Goal of the exercise: Without the pictures, return each record as it appears.

|---|

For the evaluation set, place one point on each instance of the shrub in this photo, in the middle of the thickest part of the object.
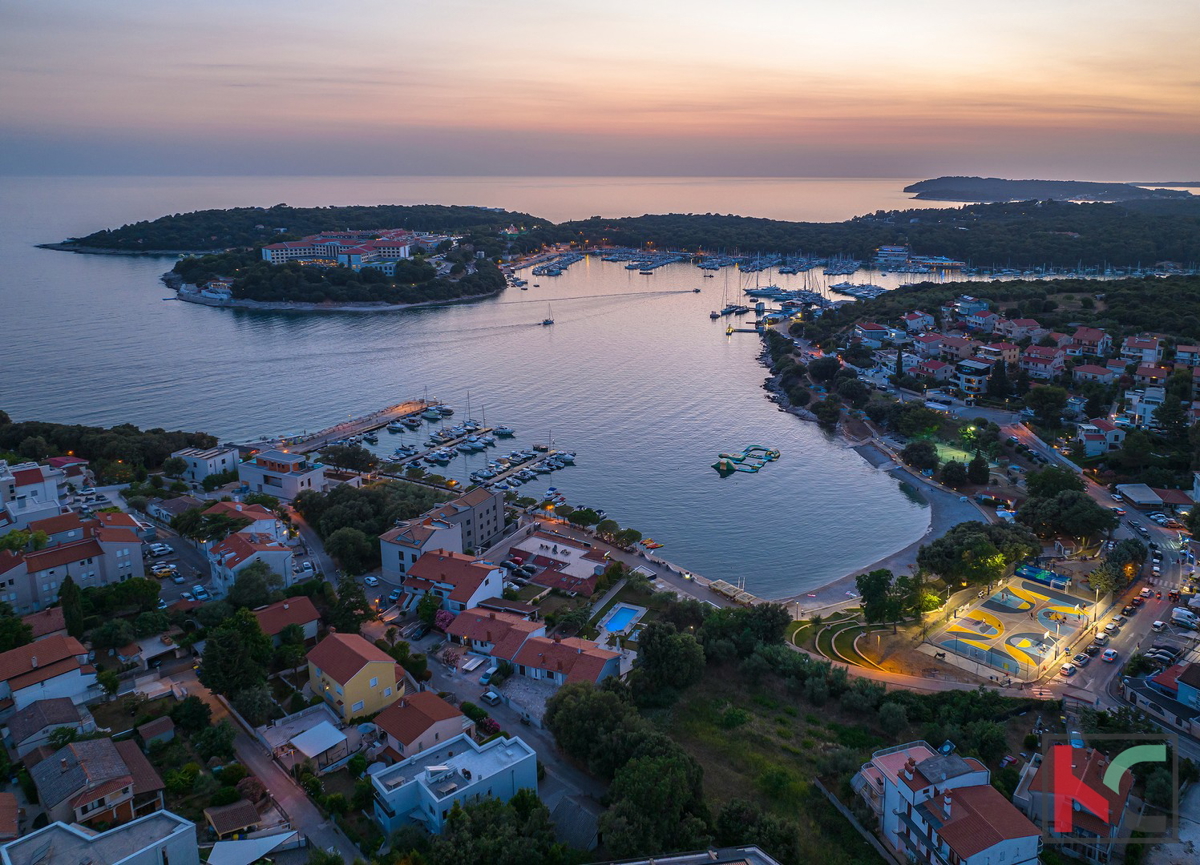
(232, 774)
(225, 796)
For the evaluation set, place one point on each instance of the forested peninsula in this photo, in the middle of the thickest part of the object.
(1000, 190)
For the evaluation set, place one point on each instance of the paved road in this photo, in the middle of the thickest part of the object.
(295, 804)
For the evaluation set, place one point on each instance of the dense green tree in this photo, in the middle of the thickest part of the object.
(253, 586)
(151, 623)
(953, 474)
(658, 805)
(1068, 512)
(427, 607)
(113, 634)
(72, 606)
(825, 368)
(13, 632)
(495, 833)
(1053, 480)
(978, 552)
(921, 455)
(216, 742)
(881, 601)
(978, 472)
(743, 823)
(669, 659)
(235, 655)
(1048, 403)
(191, 714)
(352, 607)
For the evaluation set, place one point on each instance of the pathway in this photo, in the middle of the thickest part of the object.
(291, 798)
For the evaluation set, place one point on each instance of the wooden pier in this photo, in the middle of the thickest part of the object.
(355, 426)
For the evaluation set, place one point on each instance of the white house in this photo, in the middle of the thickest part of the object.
(1141, 349)
(460, 581)
(1143, 404)
(47, 668)
(940, 808)
(156, 839)
(400, 547)
(262, 521)
(282, 475)
(203, 462)
(424, 788)
(241, 550)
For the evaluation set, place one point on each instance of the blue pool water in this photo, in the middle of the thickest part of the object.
(621, 619)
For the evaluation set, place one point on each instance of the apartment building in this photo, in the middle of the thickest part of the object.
(941, 809)
(282, 475)
(424, 788)
(203, 462)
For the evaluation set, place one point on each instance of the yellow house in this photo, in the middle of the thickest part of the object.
(354, 676)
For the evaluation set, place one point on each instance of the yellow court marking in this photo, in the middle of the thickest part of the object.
(1020, 656)
(976, 643)
(1026, 595)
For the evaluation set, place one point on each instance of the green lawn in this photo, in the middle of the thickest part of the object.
(769, 758)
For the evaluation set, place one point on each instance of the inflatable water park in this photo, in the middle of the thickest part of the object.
(750, 460)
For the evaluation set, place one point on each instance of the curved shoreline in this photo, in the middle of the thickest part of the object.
(177, 284)
(101, 251)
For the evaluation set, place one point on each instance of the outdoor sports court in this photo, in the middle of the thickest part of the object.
(1017, 629)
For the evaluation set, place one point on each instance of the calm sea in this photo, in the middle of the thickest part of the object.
(633, 376)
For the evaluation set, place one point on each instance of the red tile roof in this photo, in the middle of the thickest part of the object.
(579, 660)
(63, 554)
(407, 719)
(9, 816)
(981, 817)
(240, 546)
(45, 652)
(463, 574)
(291, 611)
(63, 522)
(237, 509)
(342, 655)
(28, 476)
(46, 622)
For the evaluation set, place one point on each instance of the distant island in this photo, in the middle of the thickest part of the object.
(1000, 190)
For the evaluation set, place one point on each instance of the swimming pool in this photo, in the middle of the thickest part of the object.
(621, 619)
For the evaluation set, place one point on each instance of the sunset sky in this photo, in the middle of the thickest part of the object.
(762, 88)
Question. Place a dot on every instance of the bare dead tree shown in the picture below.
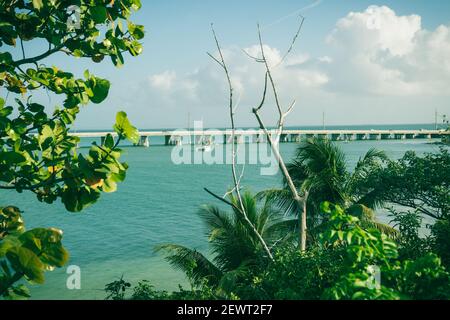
(236, 180)
(274, 140)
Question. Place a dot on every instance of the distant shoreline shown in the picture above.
(427, 126)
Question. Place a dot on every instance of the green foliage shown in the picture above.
(441, 240)
(37, 151)
(26, 253)
(319, 168)
(423, 278)
(235, 248)
(410, 243)
(418, 182)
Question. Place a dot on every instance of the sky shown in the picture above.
(356, 61)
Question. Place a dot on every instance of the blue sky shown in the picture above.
(394, 70)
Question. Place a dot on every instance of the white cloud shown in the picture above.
(163, 81)
(372, 60)
(379, 52)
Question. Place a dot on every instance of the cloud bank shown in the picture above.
(373, 61)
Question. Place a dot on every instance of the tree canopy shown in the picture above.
(38, 153)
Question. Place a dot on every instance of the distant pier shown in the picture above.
(178, 137)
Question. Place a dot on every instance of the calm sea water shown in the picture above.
(156, 204)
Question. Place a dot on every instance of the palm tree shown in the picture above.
(319, 167)
(235, 248)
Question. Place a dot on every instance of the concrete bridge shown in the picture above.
(196, 137)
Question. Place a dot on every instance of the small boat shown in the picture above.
(205, 148)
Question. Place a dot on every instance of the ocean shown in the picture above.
(156, 204)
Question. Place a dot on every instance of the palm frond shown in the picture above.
(191, 262)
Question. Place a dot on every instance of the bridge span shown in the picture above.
(177, 137)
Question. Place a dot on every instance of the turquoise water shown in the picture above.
(156, 204)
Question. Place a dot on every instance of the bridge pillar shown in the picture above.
(335, 136)
(144, 141)
(361, 136)
(238, 139)
(295, 137)
(349, 137)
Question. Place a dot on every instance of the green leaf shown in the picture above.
(123, 127)
(98, 14)
(12, 157)
(26, 261)
(137, 31)
(109, 141)
(100, 89)
(109, 186)
(37, 4)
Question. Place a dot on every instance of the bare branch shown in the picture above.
(236, 180)
(274, 142)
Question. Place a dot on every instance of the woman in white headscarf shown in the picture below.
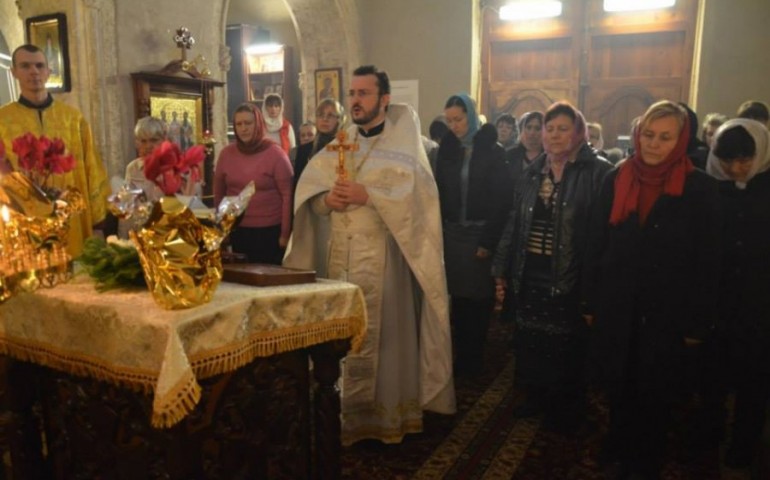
(740, 159)
(277, 128)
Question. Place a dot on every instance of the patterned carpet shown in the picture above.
(485, 441)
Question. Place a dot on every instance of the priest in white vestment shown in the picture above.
(381, 229)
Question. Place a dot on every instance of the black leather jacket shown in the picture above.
(581, 181)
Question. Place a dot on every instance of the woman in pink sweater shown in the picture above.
(266, 225)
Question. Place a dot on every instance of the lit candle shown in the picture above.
(6, 216)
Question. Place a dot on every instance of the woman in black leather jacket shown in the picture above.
(539, 260)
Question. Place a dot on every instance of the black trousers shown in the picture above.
(470, 322)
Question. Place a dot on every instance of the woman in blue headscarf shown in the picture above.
(473, 185)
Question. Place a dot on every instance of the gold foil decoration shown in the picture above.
(180, 271)
(180, 253)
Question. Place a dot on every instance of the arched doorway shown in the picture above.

|---|

Correct answer:
For the evaluation set, place one point on each instance of the shrub in this photo, in the middle of the thickest part of the object.
(232, 774)
(225, 796)
For the evaluation set, place one point on each instance of the forested peninsula in this photo, in the middle of the thickest part of the object.
(1000, 190)
For the evaluation set, place one point on each instance of the paved road in this photo, in the middle of the thickest part of the object.
(295, 804)
For the evaluation set, place one point on each instance of the dense green tree in this photo, in the middle of the thickest part of the object.
(253, 586)
(151, 623)
(953, 474)
(658, 805)
(1068, 512)
(427, 607)
(113, 634)
(72, 606)
(825, 368)
(13, 632)
(495, 833)
(1053, 480)
(978, 552)
(921, 455)
(216, 742)
(881, 601)
(978, 472)
(743, 823)
(669, 659)
(235, 655)
(1048, 403)
(191, 714)
(352, 607)
For the evaluation set, place one point on each instance of the pathway in this photo, in the middle of the thickest part of the object.
(291, 798)
For the evaluation set, place one point on each instance of the wooden pier in this photo, in the middle of the thickest part of the object.
(355, 426)
For the evaluation set, place one point on each instance of the white house in this photo, in the middle of the thickest part of the object.
(1141, 349)
(460, 581)
(1143, 404)
(47, 668)
(940, 808)
(156, 839)
(400, 547)
(262, 521)
(282, 475)
(203, 462)
(424, 788)
(241, 550)
For the evaluation set, place one point on each instance of the blue pool water in this photo, in the middle of the thickest part of the object.
(621, 619)
For the evaluation set, place one point on each instance of the apartment building in this photo, in the middle of the thickest part of the object.
(941, 809)
(282, 475)
(424, 788)
(203, 462)
For the evaluation set, place one point on each instance of the yellow house in this photo, in the middle of the thickest part of the object.
(354, 676)
For the evaluation set, place one point on each instance of the yellow court marking in this photo, in the middle of the thickest part of the object.
(1020, 656)
(976, 643)
(1026, 595)
For the evaluation set, place one point on each instance of the green lawn in this photo, in the middle of the thickest part of the object.
(769, 758)
For the evaluation set, place one point on each instance of the inflatable water park in this photo, in the middle of the thickest part of the object.
(750, 460)
For the evaluation set, place one point on each instance of the curved shoreline in this photo, in the middle of the thickest part of the object.
(177, 284)
(101, 251)
For the evaluation set, place one point on each instance of the outdoor sports court in this photo, in the middle of the thickest part of the object.
(1017, 629)
For the evaluation set, place one point on each instance of the calm sea in this photo, in the middle of the thickest part of the object.
(633, 376)
For the evaluation set, place one point on each instance of the red tile roof in this photo, in the middle of the thickest part of the object.
(579, 660)
(63, 554)
(407, 719)
(9, 816)
(981, 817)
(240, 546)
(45, 652)
(463, 574)
(291, 611)
(63, 522)
(237, 509)
(342, 655)
(28, 476)
(46, 622)
For the evaluation set, place one point on each instance of the distant island in this photo, in the middle of the thickest part of the object.
(1000, 190)
For the evaluation set, place one point on each instance of the swimming pool in this photo, in the middle of the thickest part of the object.
(621, 619)
For the evaluation set, place one point on each instance of the sunset sky in this photo, in the middle of the thickest part of the object.
(762, 88)
Question. Place a dot on every instance of the bare dead tree shown in the picture below.
(236, 180)
(274, 140)
Question. Place a dot on every instance of the distant shoreline shown in the picture above.
(427, 126)
Question. Place a dot on every instance of the green foliage shown in the picture above.
(441, 240)
(37, 151)
(26, 253)
(319, 168)
(423, 278)
(235, 248)
(410, 243)
(418, 182)
Question. Place a dot on every instance of the sky shown in the picture above.
(356, 61)
Question. Place a dot on every instance of the blue sky shown in the picture above.
(394, 70)
Question. Place a dot on every instance of the white cloud shown in the picture above.
(163, 81)
(372, 60)
(379, 52)
Question. Place a dot on every instance of the cloud bank shown in the picture above.
(373, 61)
Question. Place a dot on every instance of the tree canopy shown in the picture above.
(38, 153)
Question. Place a dot on every instance of the distant pier shown in the picture above.
(178, 137)
Question. Place a dot on every instance of the calm sea water shown in the picture above.
(156, 204)
Question. Place a dot on every instance of the palm tree shown in the picture above.
(319, 167)
(235, 248)
Question. Place a dot on every instance of the concrete bridge shown in the picture above.
(196, 137)
Question. Place a dot on every instance of the small boat shown in the picture above.
(205, 148)
Question. Place a dot on every instance of the ocean shown in the picture above.
(156, 204)
Question. Place a dot on every instance of the palm frond shown in the picture above.
(191, 262)
Question. Place a dot on every instance of the bridge span shown in the picture above.
(177, 137)
Question. Place a dot on every instance of the turquoise water shown in the picture above.
(156, 204)
Question. Place a dot on every instance of the bridge pillar shown in the picture above.
(335, 136)
(144, 141)
(361, 136)
(238, 139)
(295, 137)
(349, 137)
Question. Place a dot on every instance of the green leaf shown in the picture above.
(123, 127)
(98, 14)
(12, 157)
(26, 261)
(137, 31)
(109, 141)
(100, 89)
(109, 186)
(37, 4)
Question. Place a dot on every instance of the bare branch shown in the picture above.
(236, 180)
(274, 142)
Question. Place a dot on every instance of the woman in white headscarf shown in the picture below.
(740, 159)
(277, 128)
Question. Place a dot on every instance of the patterned carpet shown in the picture above.
(485, 441)
Question. Place a dot on every instance of the priest in white vestment shown in the picture above.
(381, 229)
Question. Place a dot on every instance of the black leather jacket shown in the picture above.
(581, 181)
Question. Place a dot on every instance of the woman in pink sweater shown in the picture above.
(266, 225)
Question. Place a dot on every instance of the lit candle shown in the picture above.
(6, 216)
Question. Place a dot on every instance of the woman in black leather jacket shown in the picture above.
(539, 260)
Question. Place a dot on every instance of the black trousers shown in the picture above.
(470, 322)
Question. Place a dot on every instance of the woman in blue headscarf shown in the picture above.
(473, 185)
Question. Place a dot on every instance of the gold foil decoration shown in the picture above.
(180, 271)
(180, 253)
Question. Place a dot on every instance of the arched doorway shown in the picture above.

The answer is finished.